Gestellte Aufgabe A => Überführe die Auflistung von der Zeile mit „man in white“ bis zu ihrem Ende in eine CSV mit den Spalten „text“ und „antwort“, wobei jeder Text mit seiner Antwort eine eigene Zeile erhält. Setze jedes Feld in Anführungszeichen und ersetze Zeilenumbrüche darin durch Leerzeichen.
* * *
Die sofortigen Beschwerden des Auftraggebers und der Beigeladenen gegen den Beschluss der Vergabekammer bei der Bezirksregierung Lüneburg vom 12. November 2003 werden zurückgewiesen.

Der Auftraggeber und die Beigeladene haben die Kosten des Beschwerdeverfahrens, einschließlich der außergerichtlichen Kosten der Antragstellerin, zu tragen.

Der Streitwert des Beschwerdeverfahrens wird auf 16.000 EUR festgesetzt.

Gründe

1

I.

1

Der Auftraggeber ist öffentlich-rechtlicher Entsorgungsträger für die in seinem Gemeindegebiet anfallenden Abfälle. Er beauftragte mit der Abfallentsorgung eine Arbeitsgemeinschaft mehrerer Unternehmen. Die Antragstellerin führte in der Arbeitsgemeinschaft die Entsorgung von Altpapier aus. Der hierüber bestehende Vertrag zwischen dem Auftraggeber und der Arbeitsgemeinschaft ist zum 1. Januar 2004 beendet worden.
* * *
Gestellte Aufgabe B => Gib den Abschnitt des Beschlusstextes von „Die sofortigen Beschwerden“ bis „Antragstellerin, zu tragen.“ wieder und ändere dabei „Kosten“ überall zu „Auslagen“.
* * *
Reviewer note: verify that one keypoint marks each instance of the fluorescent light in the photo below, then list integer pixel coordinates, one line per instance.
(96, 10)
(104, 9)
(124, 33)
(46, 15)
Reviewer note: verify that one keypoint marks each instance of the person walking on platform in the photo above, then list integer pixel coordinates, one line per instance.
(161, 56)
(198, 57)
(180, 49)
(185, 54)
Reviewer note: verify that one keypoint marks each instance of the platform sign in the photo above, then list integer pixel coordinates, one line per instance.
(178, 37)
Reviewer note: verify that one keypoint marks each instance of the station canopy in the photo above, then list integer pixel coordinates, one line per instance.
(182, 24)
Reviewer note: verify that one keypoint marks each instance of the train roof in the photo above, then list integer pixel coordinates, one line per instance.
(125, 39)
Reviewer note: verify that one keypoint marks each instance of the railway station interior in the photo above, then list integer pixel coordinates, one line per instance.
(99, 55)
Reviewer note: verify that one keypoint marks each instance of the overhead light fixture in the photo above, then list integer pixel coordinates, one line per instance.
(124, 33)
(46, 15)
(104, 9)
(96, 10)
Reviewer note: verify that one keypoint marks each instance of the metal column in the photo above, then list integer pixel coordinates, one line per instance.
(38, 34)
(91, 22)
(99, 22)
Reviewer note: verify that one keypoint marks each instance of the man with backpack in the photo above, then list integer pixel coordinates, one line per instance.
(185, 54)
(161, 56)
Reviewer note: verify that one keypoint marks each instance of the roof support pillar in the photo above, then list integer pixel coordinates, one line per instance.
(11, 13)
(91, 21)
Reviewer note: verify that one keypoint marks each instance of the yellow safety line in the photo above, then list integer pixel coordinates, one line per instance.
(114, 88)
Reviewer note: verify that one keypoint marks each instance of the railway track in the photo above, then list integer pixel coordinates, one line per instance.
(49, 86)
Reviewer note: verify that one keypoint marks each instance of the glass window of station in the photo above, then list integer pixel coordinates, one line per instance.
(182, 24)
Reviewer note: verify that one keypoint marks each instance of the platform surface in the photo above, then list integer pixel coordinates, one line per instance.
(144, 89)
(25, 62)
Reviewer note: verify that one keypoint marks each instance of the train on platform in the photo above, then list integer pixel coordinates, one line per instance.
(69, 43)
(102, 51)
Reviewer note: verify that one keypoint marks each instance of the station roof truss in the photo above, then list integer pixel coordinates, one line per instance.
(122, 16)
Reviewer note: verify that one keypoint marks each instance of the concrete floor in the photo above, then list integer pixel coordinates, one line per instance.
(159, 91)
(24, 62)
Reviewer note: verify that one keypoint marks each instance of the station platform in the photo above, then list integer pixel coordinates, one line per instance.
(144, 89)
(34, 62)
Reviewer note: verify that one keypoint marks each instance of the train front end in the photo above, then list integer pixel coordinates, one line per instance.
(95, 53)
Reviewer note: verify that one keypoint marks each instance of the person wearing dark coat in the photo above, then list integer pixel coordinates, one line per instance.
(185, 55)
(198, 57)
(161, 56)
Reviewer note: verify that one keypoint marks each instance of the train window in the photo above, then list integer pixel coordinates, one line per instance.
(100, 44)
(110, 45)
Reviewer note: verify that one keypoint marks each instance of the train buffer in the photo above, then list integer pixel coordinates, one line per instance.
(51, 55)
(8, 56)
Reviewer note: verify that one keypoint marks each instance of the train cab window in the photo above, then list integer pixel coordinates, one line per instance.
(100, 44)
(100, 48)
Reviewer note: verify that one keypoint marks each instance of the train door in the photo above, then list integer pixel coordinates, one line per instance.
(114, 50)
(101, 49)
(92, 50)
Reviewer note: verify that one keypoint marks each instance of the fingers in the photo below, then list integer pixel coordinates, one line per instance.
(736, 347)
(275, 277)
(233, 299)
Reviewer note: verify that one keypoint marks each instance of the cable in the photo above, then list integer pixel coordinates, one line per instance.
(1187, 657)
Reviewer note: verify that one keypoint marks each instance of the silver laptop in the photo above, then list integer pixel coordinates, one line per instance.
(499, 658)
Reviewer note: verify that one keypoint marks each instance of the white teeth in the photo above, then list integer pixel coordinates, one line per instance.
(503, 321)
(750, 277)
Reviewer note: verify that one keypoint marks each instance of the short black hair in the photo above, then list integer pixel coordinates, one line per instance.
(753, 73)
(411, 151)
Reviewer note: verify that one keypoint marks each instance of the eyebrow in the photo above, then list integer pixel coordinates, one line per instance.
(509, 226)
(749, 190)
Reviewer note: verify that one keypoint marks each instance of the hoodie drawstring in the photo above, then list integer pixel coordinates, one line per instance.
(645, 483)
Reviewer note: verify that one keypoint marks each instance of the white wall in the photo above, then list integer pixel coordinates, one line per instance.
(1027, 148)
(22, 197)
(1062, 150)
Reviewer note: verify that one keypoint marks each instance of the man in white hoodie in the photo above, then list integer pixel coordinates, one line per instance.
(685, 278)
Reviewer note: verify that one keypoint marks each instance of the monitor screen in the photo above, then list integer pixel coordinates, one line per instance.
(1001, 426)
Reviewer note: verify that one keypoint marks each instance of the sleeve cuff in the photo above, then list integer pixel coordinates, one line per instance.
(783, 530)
* * *
Schriftliche Lösung A =>
text,antwort
"Reviewer note: verify that one keypoint marks each instance of the man in white hoodie in the photo above, then list integer pixel coordinates, one line per instance.","(685, 278)"
"Reviewer note: verify that one keypoint marks each instance of the monitor screen in the photo above, then list integer pixel coordinates, one line per instance.","(1001, 426)"
"Reviewer note: verify that one keypoint marks each instance of the sleeve cuff in the photo above, then list integer pixel coordinates, one line per instance.","(783, 530)"

Schriftliche Lösung B =>
Die sofortigen Beschwerden des Auftraggebers und der Beigeladenen gegen den Beschluss der Vergabekammer bei der Bezirksregierung Lüneburg vom 12. November 2003 werden zurückgewiesen.

Der Auftraggeber und die Beigeladene haben die Auslagen des Beschwerdeverfahrens, einschließlich der außergerichtlichen Auslagen der Antragstellerin, zu tragen.